Written instruction: Give again the lines from the line with "Could you point out the flag" to the last line of the records, exactly and in full. Do not carry over any pictures.

[Pointing dataset records]

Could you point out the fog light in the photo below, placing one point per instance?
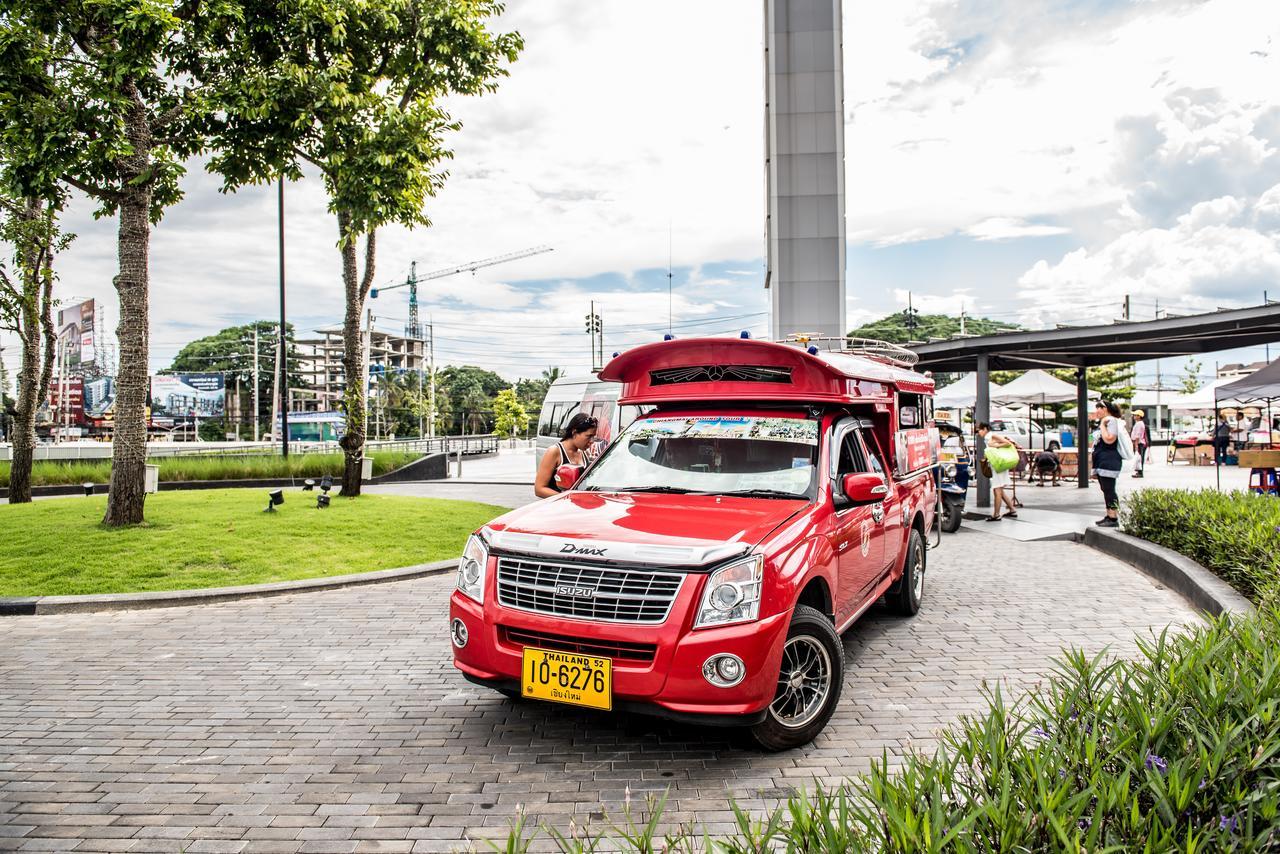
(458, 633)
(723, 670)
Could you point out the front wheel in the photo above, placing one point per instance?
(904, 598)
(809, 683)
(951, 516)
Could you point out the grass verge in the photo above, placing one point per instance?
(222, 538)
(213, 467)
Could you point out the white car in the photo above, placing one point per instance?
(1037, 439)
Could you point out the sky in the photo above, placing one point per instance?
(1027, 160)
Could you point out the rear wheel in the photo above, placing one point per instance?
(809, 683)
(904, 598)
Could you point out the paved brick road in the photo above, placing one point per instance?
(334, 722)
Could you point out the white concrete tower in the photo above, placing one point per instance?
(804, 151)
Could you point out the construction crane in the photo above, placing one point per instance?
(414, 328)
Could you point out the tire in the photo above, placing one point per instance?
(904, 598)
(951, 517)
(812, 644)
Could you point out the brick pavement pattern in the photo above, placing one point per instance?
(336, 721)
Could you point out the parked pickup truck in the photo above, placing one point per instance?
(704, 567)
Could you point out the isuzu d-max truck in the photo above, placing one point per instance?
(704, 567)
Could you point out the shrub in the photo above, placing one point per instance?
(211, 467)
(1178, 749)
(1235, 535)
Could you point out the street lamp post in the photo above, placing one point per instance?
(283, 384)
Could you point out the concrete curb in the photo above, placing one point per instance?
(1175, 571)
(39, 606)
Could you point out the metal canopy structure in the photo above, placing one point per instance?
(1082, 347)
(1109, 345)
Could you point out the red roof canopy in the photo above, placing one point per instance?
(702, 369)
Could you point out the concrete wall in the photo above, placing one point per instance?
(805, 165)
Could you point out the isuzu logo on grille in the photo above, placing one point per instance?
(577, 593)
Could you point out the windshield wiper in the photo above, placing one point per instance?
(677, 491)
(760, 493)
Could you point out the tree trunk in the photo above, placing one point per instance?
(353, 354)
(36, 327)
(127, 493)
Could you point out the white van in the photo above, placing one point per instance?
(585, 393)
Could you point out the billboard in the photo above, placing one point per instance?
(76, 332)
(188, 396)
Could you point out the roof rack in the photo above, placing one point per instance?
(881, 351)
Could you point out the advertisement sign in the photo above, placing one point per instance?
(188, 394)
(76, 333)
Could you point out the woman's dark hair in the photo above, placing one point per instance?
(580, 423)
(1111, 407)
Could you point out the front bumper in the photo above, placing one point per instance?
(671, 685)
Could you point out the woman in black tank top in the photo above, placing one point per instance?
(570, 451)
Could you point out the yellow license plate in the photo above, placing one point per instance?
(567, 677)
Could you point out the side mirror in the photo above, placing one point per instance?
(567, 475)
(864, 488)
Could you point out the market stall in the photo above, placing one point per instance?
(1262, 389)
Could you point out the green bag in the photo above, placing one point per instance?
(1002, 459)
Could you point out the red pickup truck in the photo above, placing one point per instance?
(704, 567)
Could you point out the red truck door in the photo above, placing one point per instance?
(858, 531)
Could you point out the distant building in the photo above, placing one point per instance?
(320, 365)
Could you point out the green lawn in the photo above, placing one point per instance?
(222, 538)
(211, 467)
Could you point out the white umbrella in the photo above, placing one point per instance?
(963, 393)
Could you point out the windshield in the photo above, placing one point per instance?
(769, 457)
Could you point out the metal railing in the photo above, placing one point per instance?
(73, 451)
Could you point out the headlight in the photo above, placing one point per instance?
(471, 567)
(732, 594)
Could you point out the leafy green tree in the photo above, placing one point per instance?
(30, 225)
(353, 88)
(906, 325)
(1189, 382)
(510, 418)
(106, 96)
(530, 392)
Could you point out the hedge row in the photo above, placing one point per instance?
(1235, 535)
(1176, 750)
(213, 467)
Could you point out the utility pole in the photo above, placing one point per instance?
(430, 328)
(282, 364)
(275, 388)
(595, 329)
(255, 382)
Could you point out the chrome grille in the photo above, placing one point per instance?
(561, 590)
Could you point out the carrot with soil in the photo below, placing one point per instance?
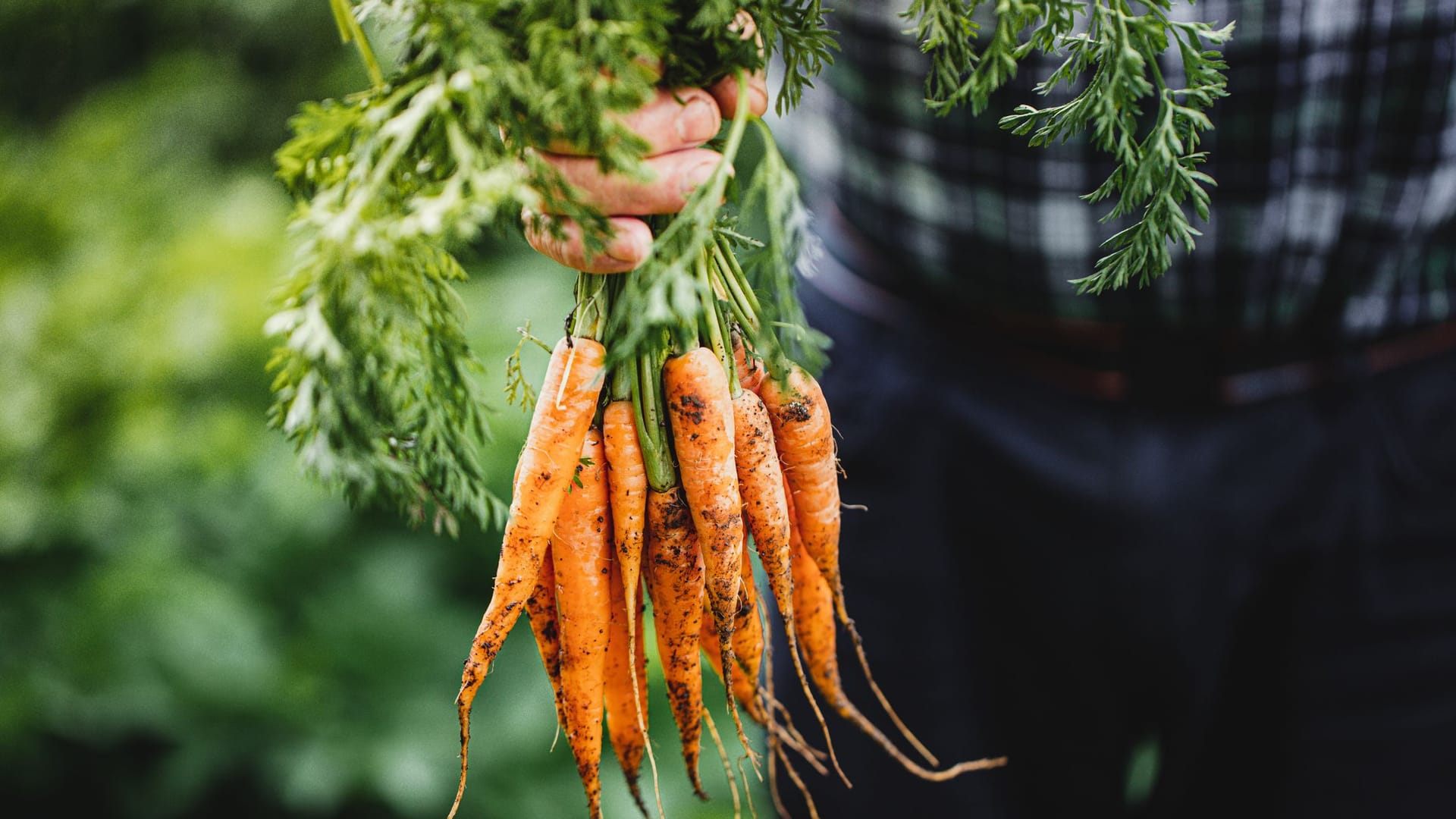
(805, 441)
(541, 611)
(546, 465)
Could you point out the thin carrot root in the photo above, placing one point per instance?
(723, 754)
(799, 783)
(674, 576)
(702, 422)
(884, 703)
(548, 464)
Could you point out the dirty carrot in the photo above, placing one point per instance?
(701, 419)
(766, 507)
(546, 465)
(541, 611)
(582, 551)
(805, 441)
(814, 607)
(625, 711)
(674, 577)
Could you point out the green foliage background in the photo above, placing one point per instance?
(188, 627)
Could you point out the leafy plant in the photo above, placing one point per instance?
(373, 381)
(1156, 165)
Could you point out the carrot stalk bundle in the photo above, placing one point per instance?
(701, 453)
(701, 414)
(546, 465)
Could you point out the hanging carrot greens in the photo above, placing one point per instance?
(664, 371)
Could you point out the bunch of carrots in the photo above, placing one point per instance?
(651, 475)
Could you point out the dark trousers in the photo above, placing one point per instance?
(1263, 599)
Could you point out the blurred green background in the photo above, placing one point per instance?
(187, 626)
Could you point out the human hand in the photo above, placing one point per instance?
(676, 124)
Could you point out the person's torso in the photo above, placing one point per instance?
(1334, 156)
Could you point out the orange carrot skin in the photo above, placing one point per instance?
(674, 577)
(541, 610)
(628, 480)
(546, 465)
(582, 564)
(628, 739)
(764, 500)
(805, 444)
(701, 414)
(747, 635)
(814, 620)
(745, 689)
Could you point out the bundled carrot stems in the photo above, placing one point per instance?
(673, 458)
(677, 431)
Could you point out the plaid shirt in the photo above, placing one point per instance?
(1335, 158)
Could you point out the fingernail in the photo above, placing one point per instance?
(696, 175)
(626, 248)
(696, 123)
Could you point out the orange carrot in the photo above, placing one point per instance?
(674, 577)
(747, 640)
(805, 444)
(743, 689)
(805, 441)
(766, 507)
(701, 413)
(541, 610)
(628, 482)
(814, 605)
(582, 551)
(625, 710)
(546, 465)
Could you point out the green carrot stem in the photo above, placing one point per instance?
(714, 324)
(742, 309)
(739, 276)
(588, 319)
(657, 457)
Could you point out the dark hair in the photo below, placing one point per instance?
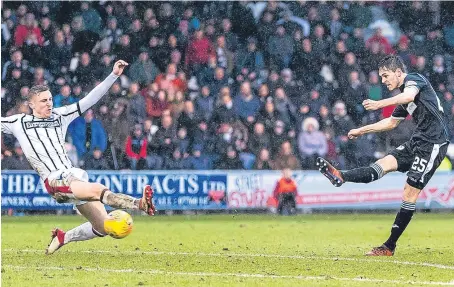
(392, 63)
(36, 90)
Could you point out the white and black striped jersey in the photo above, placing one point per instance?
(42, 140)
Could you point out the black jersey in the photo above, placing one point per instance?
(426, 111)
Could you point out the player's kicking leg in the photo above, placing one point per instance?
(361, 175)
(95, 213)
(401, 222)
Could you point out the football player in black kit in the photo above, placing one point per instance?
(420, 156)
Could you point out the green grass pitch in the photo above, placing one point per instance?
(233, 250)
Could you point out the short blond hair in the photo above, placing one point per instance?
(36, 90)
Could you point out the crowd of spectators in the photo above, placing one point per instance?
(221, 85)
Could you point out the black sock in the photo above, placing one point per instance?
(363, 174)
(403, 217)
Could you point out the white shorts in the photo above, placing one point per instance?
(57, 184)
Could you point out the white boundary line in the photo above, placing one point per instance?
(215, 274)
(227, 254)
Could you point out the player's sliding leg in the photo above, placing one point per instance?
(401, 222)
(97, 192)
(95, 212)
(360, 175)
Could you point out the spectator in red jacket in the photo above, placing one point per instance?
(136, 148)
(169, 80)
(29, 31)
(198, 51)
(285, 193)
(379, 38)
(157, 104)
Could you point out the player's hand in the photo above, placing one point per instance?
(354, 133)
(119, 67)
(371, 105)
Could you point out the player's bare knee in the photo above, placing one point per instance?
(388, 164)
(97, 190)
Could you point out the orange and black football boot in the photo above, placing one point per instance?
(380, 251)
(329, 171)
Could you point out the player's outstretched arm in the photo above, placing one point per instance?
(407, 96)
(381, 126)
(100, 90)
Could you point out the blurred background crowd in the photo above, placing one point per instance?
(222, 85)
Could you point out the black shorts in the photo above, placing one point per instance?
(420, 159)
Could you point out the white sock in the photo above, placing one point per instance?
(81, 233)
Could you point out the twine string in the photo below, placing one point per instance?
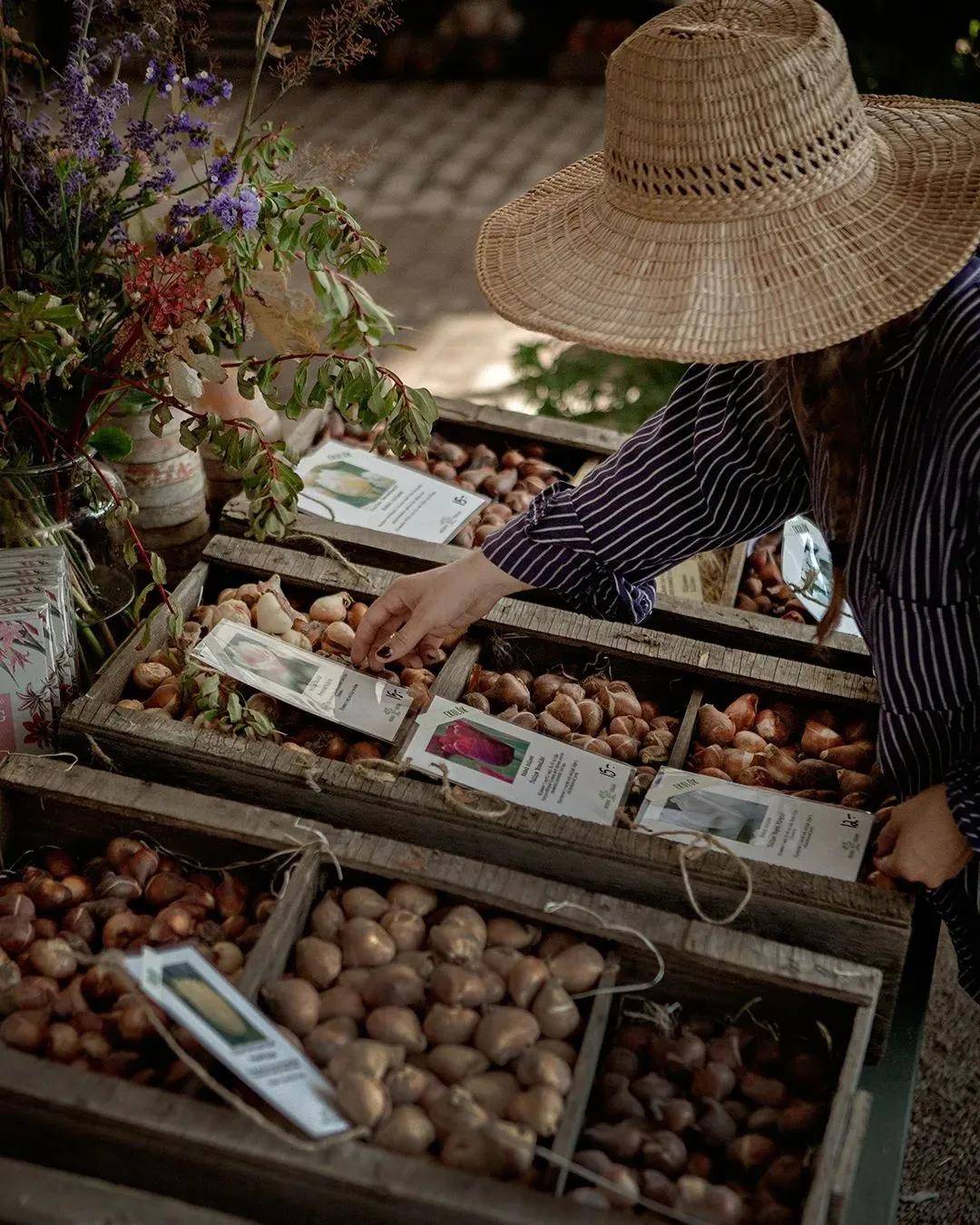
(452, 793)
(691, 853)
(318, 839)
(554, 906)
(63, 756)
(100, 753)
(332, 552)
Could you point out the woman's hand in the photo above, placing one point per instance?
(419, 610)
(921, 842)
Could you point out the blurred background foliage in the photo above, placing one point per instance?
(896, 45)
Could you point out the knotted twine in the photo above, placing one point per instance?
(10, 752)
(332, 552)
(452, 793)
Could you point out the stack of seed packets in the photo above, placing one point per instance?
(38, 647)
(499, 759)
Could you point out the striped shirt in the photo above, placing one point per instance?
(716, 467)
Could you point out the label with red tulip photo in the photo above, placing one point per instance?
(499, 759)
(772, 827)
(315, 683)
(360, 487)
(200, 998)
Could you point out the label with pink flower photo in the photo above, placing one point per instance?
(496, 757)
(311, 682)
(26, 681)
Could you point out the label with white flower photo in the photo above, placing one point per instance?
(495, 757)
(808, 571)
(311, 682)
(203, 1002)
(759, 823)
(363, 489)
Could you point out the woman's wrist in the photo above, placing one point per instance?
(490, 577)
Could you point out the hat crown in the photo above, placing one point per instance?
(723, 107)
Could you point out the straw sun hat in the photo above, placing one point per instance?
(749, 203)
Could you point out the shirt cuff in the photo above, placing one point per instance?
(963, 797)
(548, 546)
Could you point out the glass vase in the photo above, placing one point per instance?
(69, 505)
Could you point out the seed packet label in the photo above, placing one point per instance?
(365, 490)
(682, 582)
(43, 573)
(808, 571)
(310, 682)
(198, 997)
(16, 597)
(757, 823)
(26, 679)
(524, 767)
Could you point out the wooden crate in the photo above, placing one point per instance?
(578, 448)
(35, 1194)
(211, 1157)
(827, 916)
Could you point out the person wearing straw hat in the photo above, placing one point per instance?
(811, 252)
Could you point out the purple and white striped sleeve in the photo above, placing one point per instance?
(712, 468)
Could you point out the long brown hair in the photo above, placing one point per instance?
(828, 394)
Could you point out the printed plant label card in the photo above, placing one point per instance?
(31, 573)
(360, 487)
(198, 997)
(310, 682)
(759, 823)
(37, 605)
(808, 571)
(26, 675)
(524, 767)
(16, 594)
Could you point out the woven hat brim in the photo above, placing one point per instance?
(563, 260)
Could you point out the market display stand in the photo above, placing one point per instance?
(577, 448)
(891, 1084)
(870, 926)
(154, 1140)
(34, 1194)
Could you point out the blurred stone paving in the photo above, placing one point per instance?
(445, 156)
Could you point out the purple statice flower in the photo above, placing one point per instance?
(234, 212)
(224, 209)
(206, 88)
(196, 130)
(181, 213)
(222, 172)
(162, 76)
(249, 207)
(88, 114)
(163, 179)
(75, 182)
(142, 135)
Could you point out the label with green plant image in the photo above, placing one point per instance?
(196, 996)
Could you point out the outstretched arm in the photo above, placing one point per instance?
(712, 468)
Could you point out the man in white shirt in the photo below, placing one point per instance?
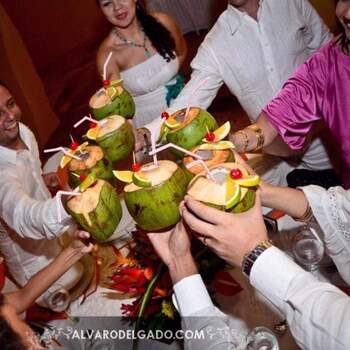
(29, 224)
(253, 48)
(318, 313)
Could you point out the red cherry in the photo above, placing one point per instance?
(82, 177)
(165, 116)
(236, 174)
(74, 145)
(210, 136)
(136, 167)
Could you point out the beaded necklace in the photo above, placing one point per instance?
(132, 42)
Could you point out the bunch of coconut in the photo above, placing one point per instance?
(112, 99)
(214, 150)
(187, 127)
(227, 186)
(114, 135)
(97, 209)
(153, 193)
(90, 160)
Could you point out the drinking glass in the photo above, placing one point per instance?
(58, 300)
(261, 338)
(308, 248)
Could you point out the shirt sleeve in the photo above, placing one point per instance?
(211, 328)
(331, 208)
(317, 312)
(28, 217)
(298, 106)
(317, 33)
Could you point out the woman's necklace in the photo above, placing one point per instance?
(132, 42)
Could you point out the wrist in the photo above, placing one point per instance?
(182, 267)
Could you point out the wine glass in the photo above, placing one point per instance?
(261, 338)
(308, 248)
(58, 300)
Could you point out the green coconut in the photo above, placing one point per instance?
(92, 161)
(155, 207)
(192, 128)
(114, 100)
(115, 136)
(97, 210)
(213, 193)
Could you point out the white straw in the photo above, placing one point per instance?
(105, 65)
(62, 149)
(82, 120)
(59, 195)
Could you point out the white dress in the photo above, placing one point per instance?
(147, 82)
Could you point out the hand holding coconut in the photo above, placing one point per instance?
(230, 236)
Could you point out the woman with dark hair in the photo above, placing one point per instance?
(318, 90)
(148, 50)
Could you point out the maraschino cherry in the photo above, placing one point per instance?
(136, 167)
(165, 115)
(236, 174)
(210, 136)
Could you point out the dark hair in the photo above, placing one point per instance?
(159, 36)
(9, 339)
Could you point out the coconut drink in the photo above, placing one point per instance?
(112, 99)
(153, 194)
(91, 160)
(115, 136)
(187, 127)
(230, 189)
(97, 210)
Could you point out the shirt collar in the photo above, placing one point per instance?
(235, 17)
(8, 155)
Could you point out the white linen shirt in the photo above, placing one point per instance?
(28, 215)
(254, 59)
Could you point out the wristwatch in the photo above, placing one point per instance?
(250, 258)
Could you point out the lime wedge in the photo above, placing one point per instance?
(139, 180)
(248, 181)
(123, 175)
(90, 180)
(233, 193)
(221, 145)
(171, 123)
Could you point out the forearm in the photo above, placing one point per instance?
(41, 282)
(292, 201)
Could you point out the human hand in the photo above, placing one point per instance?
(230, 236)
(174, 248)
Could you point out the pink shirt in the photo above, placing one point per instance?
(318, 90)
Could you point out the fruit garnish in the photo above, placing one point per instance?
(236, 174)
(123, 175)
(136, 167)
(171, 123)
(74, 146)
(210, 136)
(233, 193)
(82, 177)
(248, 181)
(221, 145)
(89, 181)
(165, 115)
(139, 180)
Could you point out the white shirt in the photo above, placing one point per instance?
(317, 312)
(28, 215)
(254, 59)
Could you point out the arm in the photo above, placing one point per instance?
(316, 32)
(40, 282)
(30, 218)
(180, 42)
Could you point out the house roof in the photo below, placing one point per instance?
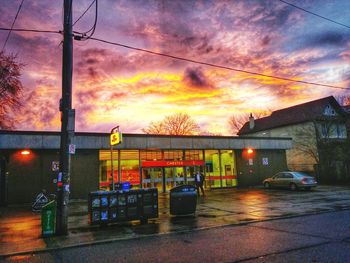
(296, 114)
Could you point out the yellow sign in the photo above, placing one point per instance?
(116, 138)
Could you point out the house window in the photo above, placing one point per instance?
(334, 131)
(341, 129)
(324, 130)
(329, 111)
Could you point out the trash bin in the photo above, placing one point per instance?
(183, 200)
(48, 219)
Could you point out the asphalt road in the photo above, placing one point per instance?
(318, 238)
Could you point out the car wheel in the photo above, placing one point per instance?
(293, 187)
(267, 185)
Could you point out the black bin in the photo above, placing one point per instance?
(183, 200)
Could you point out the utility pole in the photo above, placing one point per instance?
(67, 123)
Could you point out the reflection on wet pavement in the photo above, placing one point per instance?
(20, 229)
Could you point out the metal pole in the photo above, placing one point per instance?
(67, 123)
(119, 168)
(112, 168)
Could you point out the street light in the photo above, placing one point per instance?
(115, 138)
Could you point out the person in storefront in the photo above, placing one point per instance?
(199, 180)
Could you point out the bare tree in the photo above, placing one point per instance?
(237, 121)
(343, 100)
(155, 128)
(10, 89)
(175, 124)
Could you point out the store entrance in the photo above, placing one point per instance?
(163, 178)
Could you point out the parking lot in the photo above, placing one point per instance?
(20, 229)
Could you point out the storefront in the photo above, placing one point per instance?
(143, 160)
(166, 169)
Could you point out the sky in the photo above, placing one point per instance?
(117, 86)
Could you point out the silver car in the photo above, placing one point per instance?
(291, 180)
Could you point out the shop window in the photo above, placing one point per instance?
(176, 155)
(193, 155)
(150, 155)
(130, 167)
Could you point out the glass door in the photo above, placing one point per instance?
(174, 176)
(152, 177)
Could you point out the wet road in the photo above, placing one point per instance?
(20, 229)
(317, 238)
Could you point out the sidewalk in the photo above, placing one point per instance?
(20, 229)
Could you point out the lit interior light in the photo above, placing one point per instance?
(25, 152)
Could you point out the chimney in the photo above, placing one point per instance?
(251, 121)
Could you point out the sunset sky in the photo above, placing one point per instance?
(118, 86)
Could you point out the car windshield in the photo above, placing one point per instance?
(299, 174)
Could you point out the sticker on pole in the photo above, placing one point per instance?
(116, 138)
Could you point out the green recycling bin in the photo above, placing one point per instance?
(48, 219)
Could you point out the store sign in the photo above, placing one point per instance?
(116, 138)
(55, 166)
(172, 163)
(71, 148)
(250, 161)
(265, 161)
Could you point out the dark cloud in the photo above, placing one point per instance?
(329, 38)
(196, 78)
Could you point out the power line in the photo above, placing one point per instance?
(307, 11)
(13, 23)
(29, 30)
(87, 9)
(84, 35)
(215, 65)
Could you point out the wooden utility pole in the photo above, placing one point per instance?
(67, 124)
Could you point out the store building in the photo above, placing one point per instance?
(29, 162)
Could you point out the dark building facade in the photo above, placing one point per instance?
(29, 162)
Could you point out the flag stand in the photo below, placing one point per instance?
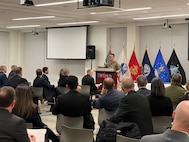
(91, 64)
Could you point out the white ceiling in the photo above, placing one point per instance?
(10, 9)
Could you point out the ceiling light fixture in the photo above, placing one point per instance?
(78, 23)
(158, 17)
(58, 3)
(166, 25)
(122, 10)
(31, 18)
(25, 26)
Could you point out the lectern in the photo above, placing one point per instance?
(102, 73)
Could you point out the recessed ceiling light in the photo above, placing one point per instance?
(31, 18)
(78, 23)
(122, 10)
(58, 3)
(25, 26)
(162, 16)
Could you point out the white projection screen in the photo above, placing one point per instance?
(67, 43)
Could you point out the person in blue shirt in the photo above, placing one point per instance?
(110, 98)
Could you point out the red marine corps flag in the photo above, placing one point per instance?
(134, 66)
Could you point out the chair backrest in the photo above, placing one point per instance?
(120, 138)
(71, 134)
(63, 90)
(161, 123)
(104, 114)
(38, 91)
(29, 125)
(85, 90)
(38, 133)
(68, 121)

Task solution:
Could you point out the flag stand in the photo below, placing one point per instance?
(91, 64)
Could you point out the white ceiling in the photo above, placing one point per instance?
(10, 9)
Could you point out the ceiling light fixture in the photo above, placing one point per instance?
(78, 23)
(158, 17)
(58, 3)
(166, 25)
(122, 10)
(31, 18)
(25, 26)
Could you point out the lectern in the photo above, placing one point per instance?
(102, 73)
Could you point out the recessed ceiling light in the photo above, placing one point per instance?
(31, 18)
(78, 23)
(122, 10)
(58, 3)
(25, 26)
(162, 16)
Could you point out the white projection screen in the photo above, placing one point per instance?
(67, 43)
Could you point out the person in blue shirt in the photo above, placing one point per instance?
(110, 98)
Could you point out the red marine corps flag in the photo above, placing one point per instance?
(134, 66)
Could you point out the chair backrest in the photo above, placing one point per instance?
(120, 138)
(71, 134)
(63, 90)
(161, 123)
(104, 114)
(38, 91)
(29, 125)
(85, 90)
(38, 133)
(68, 121)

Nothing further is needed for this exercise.